- [TASK STATEMENT]
Set down the material in full. Keep every line exactly as it is.

::::::::::

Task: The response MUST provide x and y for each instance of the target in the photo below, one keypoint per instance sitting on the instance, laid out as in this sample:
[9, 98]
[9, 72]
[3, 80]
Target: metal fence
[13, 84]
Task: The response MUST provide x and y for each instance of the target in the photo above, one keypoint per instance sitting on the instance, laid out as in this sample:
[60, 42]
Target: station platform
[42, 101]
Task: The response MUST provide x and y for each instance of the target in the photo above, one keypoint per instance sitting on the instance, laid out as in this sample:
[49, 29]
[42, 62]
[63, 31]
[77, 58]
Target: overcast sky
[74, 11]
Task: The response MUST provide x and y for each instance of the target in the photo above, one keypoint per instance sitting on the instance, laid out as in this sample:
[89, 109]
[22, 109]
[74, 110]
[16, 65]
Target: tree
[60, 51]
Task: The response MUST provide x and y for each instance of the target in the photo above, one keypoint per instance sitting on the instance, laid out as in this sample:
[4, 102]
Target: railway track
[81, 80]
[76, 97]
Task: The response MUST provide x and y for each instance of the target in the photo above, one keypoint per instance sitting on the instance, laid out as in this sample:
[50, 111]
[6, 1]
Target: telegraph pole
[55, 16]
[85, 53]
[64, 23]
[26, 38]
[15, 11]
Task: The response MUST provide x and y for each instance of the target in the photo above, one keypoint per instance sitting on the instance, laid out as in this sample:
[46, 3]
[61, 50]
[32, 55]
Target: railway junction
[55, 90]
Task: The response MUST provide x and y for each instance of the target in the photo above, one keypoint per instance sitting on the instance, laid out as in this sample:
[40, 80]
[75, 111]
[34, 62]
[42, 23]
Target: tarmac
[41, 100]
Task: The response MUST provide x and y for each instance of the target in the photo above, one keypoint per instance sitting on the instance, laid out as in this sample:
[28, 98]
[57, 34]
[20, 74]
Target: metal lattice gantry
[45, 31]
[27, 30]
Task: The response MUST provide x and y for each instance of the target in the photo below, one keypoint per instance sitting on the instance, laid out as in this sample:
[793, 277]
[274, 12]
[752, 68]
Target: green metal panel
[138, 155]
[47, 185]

::::::::::

- [OUTPUT]
Task: The response MUST provide x and y for each instance of the target in the photo below, one keypoint per instance sitting on the instance, laid out as in this sample:
[9, 98]
[9, 72]
[3, 80]
Target: metal fence
[13, 84]
Task: The response MUST provide x and y for each instance of the target in the photo above, one keypoint per instance sitting on the instance, laid out as in this sample:
[60, 42]
Target: station platform
[42, 101]
Task: The response MUST provide x and y for each instance of the target in the photo above, one keypoint per instance sitting on the instance, laid out as in this sample:
[49, 29]
[42, 62]
[63, 31]
[77, 58]
Target: overcast sky
[74, 11]
Task: The response MUST provide x and y for each instance of the target in the photo above, one keypoint per instance sitting on the instance, laid out as in this sample:
[89, 109]
[22, 109]
[74, 110]
[16, 65]
Target: tree
[60, 51]
Task: The response MUST provide x and y for each instance of the target in the photo above, one keypoint per instance sitting on the instance, laid out as in this sample:
[4, 102]
Target: railway track
[81, 80]
[76, 97]
Task: The response MUST provide x and y for each instance of the target in the photo above, one keypoint per instance sitting on the instance, laid out as in this sample:
[50, 111]
[6, 1]
Target: telegraph pole
[55, 16]
[85, 53]
[64, 23]
[26, 38]
[15, 11]
Task: The response MUST provide x and y for each instance of the target in the photo above, one keypoint per instance sitting on the instance, laid out as in this sample:
[46, 3]
[61, 50]
[32, 55]
Target: railway junction
[55, 90]
Task: The response MUST provide x and y for each instance of the target in the photo above, one keypoint per instance sitting on the instance, laid out as in this sample:
[40, 80]
[75, 111]
[34, 62]
[42, 23]
Target: tarmac
[41, 100]
Task: The response MUST provide x and y for each instance of the target in the photo above, one keypoint per instance sitting on the instance, laid out as in this sample:
[28, 98]
[57, 34]
[20, 74]
Target: metal lattice gantry
[45, 31]
[27, 30]
Task: The response MUST provide x and y for each instance of the target in the photo below, one keypoint per instance sitting on the instance, laid out as in this sample:
[793, 277]
[274, 12]
[752, 68]
Target: green metal panel
[138, 155]
[47, 185]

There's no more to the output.